** BEGIN Page excerpt **

About Me

My dad named me 'Pooja' having been inspired by Rakhi's character in 'Kabhi Kabhi'. My grandmother wanted to name me 'Narayani'. I'm glad my parents disagreed. Being the first girl child born into my dad's family in 40 years, my birth was quite the reason for celebration.

My brother was born 3 years after me. My grandmother wanted to name him 'Narayan'. Again, my parents disagreed. I'm sure somewhere deep inside, my brother is truly thankful for that.

My mother tells me how her grandfather had land that stretched as far as the eyes could see. But, all those riches were lost in family disputes and wars. I hate how money changes everything: family, friendships, loyalty, character. Money really is the biggest evil.

I never got to meet either of my grandfathers. Dad says his dad rarely talked and was very reserved. Mom says she was her father's favourite daughter. Had he been alive when I was born, he would have spoiled me rotten. I wish I'd gotten to meet him. I'm sure I would've learnt a lot.

My father served in the army for 22 years. I spent more than half my life moving from town to town. But contrary to what everyone thinks, its an experience I thoroughly enjoyed. I liked meeting new people, making new friends, new places. Every new place was a fresh start. Today, I feel like I'm stuck in this city. I wish I could move away, start fresh, forget the past.

When I was younger, I was so inspired by Kalpana Chawla that I wanted to be an astonaut. Then in 9th std, I was introduced to computer programming and its been my love and passion ever since. After 8 years of learning to write programs, I have a degree in hand and can call myself a computer engineer.

But my first love was books. I've been reading since the time I can remember. I grew up on a healthy staple of Enid Blyton, Nancy Drew, Hardy Boys, Mallory Towers, Sweet Valley High and every other book I could get my hands on. Writing came to me years later, when I was gifted my first diary. Till then, I hadn't known the pleasures of writing your thoughts down.

** END Page excerpt **
** BEGIN Records provided **

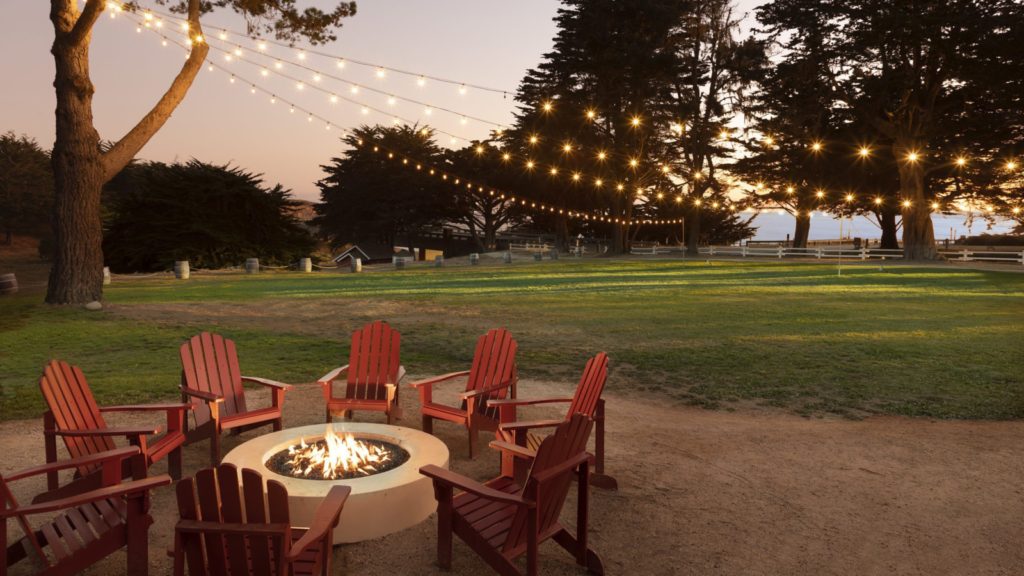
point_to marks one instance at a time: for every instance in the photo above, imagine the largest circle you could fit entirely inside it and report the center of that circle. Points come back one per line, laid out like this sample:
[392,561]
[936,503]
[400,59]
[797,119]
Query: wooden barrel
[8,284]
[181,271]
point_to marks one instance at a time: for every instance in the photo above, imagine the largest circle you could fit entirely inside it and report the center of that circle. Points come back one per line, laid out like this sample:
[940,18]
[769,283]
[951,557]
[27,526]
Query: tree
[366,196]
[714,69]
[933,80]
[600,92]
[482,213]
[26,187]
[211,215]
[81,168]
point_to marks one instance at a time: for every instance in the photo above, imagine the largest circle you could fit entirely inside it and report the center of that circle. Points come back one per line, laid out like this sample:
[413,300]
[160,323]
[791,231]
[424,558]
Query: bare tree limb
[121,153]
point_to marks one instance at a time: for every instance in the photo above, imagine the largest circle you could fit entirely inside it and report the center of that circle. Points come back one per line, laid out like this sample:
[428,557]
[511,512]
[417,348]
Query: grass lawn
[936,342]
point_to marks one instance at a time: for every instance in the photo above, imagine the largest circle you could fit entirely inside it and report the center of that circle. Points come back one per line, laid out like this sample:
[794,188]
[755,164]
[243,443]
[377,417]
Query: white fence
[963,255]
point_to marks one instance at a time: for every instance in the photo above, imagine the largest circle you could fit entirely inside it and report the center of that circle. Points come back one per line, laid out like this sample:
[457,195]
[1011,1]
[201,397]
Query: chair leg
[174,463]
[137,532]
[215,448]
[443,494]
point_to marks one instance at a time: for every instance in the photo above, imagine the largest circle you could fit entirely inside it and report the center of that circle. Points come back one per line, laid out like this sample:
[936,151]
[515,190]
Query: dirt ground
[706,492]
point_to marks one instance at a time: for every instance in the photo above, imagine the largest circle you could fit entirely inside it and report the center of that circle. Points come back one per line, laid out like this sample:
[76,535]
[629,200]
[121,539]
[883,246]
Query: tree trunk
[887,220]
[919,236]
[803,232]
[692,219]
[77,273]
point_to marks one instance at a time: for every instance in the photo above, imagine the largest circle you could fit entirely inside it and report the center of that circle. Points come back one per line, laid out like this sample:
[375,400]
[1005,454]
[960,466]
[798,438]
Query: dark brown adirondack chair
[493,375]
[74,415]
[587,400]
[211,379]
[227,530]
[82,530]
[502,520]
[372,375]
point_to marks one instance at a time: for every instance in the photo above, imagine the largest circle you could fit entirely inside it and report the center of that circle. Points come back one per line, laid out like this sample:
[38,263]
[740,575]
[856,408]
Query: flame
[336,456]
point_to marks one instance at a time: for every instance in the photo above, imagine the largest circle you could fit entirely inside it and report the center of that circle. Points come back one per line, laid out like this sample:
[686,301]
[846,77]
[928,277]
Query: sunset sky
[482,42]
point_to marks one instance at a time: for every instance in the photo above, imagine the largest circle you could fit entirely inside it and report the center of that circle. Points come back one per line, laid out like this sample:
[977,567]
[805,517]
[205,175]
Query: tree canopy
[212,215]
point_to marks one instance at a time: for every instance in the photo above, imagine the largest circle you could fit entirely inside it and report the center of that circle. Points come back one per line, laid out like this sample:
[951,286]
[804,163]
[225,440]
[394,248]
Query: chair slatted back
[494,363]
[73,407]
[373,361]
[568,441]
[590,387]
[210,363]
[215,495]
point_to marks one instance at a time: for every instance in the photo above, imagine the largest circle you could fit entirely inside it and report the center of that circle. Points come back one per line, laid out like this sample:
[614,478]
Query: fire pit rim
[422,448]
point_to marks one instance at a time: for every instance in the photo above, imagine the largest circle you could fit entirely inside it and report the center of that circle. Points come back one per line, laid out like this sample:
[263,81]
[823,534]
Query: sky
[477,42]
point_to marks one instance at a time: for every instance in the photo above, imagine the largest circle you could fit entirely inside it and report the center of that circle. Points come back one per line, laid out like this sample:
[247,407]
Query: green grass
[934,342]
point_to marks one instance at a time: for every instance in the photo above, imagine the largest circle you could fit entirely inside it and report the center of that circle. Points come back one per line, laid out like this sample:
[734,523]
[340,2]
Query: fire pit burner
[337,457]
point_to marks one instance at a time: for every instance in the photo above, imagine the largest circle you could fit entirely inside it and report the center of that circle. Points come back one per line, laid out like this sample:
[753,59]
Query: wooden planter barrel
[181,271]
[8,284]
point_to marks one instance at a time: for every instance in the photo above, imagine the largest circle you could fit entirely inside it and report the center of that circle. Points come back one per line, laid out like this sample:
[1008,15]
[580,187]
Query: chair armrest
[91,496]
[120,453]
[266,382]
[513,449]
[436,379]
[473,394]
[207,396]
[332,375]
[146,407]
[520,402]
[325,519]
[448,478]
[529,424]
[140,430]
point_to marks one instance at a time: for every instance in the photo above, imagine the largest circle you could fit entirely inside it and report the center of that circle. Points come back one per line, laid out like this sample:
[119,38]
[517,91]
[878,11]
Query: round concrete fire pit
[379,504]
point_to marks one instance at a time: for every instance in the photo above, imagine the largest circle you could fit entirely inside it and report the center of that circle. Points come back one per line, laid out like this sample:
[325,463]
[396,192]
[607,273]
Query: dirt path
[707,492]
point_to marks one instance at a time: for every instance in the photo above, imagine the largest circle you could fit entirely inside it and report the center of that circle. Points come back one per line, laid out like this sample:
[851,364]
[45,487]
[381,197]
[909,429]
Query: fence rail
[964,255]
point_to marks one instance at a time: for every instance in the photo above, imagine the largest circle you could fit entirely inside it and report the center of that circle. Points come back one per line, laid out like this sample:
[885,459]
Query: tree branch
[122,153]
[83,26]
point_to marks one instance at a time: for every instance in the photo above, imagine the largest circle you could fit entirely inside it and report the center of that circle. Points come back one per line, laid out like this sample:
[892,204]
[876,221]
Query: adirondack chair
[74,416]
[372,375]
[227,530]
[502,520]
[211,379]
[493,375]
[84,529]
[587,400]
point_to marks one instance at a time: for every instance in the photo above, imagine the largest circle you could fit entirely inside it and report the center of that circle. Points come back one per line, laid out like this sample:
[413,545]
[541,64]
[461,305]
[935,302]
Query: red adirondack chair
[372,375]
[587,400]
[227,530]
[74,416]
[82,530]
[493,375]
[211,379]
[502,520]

** END Records provided **
** BEGIN Records provided **

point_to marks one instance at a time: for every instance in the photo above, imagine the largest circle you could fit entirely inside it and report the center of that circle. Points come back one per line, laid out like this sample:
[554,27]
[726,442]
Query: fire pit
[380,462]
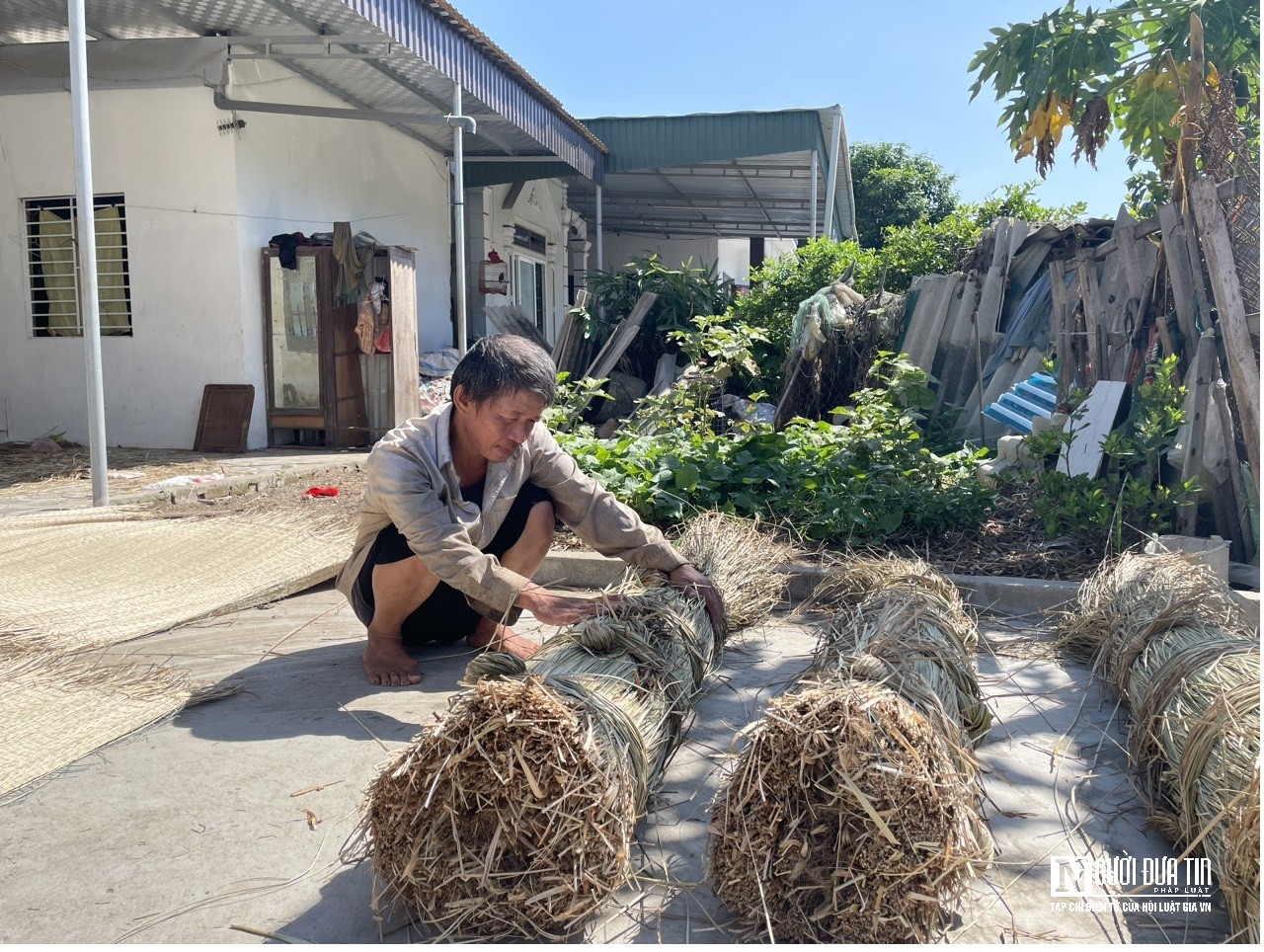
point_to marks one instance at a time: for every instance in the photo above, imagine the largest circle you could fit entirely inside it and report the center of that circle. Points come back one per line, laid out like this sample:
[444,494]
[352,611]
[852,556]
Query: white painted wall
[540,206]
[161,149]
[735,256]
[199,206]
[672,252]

** END Records provided **
** BEGIN Records provided **

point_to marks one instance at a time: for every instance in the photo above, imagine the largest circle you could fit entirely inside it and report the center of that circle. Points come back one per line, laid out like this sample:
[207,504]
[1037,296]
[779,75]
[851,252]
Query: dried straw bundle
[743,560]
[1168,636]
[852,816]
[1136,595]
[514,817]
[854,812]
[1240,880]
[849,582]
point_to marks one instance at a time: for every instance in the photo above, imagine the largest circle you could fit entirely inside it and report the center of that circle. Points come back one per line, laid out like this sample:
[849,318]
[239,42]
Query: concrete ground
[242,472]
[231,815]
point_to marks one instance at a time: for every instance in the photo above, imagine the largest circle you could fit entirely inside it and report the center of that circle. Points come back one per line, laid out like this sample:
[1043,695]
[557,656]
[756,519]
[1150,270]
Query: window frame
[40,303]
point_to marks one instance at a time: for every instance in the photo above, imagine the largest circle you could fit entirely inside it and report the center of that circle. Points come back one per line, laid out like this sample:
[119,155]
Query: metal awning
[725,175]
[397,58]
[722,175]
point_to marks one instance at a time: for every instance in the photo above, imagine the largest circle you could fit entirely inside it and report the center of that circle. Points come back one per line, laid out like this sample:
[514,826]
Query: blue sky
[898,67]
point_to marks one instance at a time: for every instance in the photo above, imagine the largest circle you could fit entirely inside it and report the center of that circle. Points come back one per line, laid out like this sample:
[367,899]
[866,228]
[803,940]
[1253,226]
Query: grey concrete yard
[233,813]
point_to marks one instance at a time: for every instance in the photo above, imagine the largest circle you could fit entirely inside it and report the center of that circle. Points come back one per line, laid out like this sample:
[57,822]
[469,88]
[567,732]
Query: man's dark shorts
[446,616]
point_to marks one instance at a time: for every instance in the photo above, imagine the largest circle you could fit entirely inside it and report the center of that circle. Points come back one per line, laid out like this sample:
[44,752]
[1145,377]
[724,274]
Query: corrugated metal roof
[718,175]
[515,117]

** END Records provided **

Stated exercise: From the About Me text, please rewrite the part that opens with the words containing "I never got" and closes with "forget the past.", swapping "army" for "navy".

Final result:
I never got to meet either of my grandfathers. Dad says his dad rarely talked and was very reserved. Mom says she was her father's favourite daughter. Had he been alive when I was born, he would have spoiled me rotten. I wish I'd gotten to meet him. I'm sure I would've learnt a lot.

My father served in the navy for 22 years. I spent more than half my life moving from town to town. But contrary to what everyone thinks, its an experience I thoroughly enjoyed. I liked meeting new people, making new friends, new places. Every new place was a fresh start. Today, I feel like I'm stuck in this city. I wish I could move away, start fresh, forget the past.